__How to complete this task__: Carry on the news report on July's U.S. jobs numbers, picking up after its last sentence.

__Extract provided__:
U.S. employers added a higher-than-expected 943,000 jobs last month, the Department of Labor said Friday, as the unemployment rate declined by a fraction of a percentage point to 5.4%.
A recent surge in virus cases in the U.S., propelled largely by the spread of the highly contagious delta variant, casts a shadow over the data collected in the earlier part of the month.
“While our economy is far from complete and while we doubtlessly will have ups and downs along the way — we continue to battle the delta surge of COVID — what is indisputable now is this: the Biden plan is working, the Biden plan produces results, and the Biden plan is moving the country forward,” President Joe Biden said in remarks Friday after the DOL report was released.
The president noted that unemployment at “the lowest rate since the pandemic hit,” largely crediting his American Rescue Plan for turning things around from the “economic mess” his administration inherited.
While the latest figures indicate the economic recovery is gaining steam, the unemployment rate still remains well above the pre-pandemic figure of 3.5% seen in February 2020. Employment in July is up by some 16.7 million jobs since April 2020, the DOL said Friday, but it’s still down by 5.7 million from the economy’s pre-pandemic levels.
Notable employment gains in July occurred in leisure and hospitality (380,000 jobs), local government education (221,000 jobs) and in professional and business services (60,000 jobs), the DOL said.
Breaking down leisure and hospitality gains further, two-thirds of those jobs added were in food services and drinking places, which saw some 253,000 jobs added last month. This sector was clobbered by the pandemic early on but has since faced new struggles in hiring back workers as many restaurants are reopening simultaneously.
Despite the recent growth, employment in leisure and hospitality is still down by some 1.7 million jobs compared with February 2020.

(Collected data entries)
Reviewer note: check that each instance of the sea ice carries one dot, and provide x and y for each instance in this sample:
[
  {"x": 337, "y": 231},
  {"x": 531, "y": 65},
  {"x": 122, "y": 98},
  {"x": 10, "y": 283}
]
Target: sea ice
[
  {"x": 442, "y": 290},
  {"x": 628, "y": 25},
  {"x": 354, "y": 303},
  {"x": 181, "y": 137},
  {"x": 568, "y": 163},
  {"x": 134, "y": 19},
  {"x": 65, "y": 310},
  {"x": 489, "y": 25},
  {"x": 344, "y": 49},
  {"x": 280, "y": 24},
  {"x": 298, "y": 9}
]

__Response box__:
The jobs gains in local government education may be due to fluctuations in education staffing during the pandemic that could have distorted the normal seasonal hiring and layoff patterns, the government agency said.
Broken down by racial groups, the uneven impact of the economic downturn remained apparent. The unemployment rate in July was 4.8% for white workers, 8.2% for Black workers, 6.6% for Hispanic workers and 5.3% for Asian workers.
Meanwhile, fresh data also indicates that more people are returning to the office, though this figure could fall again as the delta variant spreads. Some 13.2% of employed persons teleworked last month due to the pandemic, down from 14.4% in the prior month.
During his remarks Friday, Biden implored more Americans to get vaccinated, saying more virus deaths are preventable.
“Today, about 400 people will die because of the Delta variant in this country — a tragedy because virtually all of these deaths were preventable if people had gotten vaccinated,” the president said. He thanked those who have been vaccinated, and noted that on this day one year ago some 4,000 people died from COVID-19.
“My message today is not one of celebration,” he added. “It’s one to remind us we got a lot of hard work left to be done, both to beat the delta variant and to continue our advance of economic recovery.”